[Rows from a pointing dataset]
# # #

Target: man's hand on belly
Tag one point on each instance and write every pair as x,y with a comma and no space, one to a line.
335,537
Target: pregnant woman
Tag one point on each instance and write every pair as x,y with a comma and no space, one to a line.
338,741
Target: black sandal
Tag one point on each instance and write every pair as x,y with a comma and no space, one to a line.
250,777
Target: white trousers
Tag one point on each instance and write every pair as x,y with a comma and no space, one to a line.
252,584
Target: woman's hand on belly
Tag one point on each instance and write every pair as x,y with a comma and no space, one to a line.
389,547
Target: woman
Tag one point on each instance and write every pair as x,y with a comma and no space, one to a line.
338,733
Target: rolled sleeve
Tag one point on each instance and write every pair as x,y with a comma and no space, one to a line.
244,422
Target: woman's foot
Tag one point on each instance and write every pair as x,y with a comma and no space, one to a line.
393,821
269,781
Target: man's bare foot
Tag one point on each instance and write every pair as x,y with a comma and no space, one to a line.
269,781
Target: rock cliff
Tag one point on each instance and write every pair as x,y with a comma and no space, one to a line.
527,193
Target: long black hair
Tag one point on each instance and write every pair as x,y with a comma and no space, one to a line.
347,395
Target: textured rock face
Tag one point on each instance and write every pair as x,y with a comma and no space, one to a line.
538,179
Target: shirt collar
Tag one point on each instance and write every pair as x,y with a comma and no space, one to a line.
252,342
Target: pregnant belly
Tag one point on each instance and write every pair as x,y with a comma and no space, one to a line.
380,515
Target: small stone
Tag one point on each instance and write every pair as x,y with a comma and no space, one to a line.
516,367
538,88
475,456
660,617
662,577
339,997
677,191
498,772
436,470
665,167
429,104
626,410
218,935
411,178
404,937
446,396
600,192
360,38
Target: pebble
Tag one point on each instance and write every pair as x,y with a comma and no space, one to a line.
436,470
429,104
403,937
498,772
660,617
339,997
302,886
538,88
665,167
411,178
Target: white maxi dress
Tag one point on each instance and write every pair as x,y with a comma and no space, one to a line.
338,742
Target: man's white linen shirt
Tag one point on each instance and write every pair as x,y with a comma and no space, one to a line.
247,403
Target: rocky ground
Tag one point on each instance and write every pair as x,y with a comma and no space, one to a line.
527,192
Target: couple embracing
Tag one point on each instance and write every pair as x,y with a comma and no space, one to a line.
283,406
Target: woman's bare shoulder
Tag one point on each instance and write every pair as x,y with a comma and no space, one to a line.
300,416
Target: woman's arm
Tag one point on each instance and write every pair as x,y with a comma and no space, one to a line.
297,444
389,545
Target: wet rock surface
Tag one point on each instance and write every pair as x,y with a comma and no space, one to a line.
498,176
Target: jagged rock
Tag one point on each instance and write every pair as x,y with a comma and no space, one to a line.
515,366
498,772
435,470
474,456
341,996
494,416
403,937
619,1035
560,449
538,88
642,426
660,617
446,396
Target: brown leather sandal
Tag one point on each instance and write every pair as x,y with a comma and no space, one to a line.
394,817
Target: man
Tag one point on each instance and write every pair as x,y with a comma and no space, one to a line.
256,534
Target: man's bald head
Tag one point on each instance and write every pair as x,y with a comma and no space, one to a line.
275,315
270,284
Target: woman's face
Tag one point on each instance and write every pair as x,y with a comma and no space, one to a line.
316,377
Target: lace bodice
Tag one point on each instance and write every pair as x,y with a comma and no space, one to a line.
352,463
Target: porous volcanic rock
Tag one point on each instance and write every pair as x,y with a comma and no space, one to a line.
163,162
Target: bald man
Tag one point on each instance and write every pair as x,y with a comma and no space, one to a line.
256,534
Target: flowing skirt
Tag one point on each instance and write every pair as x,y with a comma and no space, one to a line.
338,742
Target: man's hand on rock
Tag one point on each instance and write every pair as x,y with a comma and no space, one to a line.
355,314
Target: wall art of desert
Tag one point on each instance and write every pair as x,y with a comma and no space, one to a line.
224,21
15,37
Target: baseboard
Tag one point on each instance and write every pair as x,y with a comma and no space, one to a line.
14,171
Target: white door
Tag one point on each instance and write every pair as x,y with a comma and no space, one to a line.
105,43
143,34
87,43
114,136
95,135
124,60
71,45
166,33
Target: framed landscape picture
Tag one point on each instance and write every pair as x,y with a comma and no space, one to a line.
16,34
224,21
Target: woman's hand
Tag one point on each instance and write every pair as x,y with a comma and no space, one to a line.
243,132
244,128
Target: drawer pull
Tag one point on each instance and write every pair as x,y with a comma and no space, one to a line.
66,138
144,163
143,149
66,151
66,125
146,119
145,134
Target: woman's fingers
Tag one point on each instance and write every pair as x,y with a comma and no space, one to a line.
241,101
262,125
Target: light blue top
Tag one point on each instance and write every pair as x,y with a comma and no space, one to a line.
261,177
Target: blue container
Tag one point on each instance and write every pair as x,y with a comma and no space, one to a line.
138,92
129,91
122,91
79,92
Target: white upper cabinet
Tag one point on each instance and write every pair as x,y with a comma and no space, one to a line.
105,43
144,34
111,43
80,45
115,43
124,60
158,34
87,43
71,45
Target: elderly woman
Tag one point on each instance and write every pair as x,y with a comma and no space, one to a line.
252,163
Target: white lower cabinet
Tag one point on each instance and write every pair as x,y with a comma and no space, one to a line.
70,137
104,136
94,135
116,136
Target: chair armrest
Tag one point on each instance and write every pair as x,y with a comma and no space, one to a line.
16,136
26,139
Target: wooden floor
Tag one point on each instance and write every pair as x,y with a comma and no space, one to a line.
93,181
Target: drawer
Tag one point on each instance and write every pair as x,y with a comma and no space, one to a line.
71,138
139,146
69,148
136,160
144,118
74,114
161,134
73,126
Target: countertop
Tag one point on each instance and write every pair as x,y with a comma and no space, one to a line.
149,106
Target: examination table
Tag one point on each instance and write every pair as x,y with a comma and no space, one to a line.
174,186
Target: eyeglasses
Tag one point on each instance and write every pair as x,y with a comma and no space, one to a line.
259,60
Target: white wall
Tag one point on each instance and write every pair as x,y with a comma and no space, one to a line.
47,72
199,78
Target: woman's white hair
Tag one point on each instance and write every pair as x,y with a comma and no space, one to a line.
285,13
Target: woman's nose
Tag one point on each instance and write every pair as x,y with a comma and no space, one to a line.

# # #

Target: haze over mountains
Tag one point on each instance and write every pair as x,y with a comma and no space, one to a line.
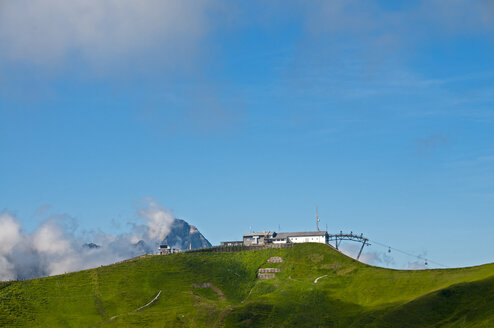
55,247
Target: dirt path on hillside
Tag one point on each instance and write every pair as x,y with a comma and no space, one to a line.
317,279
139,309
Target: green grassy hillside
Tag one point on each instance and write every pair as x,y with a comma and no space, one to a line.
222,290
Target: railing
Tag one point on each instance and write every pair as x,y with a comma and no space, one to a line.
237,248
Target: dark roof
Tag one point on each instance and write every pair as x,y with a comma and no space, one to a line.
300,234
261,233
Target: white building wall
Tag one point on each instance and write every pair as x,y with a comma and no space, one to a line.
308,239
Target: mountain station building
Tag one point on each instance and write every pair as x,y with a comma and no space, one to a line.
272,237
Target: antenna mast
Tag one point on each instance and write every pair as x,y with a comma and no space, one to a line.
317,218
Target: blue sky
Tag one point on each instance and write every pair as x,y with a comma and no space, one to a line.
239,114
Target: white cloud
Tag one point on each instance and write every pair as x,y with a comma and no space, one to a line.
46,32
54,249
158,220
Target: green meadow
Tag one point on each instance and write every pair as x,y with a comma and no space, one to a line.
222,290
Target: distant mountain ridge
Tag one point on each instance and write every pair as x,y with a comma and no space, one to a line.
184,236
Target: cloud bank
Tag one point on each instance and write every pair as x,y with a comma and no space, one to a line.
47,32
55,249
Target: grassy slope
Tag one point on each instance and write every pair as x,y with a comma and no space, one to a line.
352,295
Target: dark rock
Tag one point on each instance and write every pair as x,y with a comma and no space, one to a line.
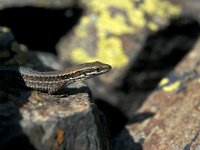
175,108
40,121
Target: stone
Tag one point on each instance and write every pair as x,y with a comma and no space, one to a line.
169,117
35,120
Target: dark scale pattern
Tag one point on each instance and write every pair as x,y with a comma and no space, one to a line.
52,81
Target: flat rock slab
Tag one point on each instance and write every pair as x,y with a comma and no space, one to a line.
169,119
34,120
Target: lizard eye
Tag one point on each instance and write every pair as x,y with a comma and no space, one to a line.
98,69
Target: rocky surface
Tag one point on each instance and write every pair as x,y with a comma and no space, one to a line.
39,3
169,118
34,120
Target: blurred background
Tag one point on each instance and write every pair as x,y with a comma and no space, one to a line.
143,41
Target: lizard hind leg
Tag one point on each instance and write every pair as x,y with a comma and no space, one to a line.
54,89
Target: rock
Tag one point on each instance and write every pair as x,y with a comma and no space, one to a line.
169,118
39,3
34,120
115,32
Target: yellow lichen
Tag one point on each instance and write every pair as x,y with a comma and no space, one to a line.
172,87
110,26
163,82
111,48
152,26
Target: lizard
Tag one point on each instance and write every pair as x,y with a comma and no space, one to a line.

# # #

## [Instruction]
Count the lines in the records above that contain the string "white" and give only the number.

## [Solution to the exercise]
10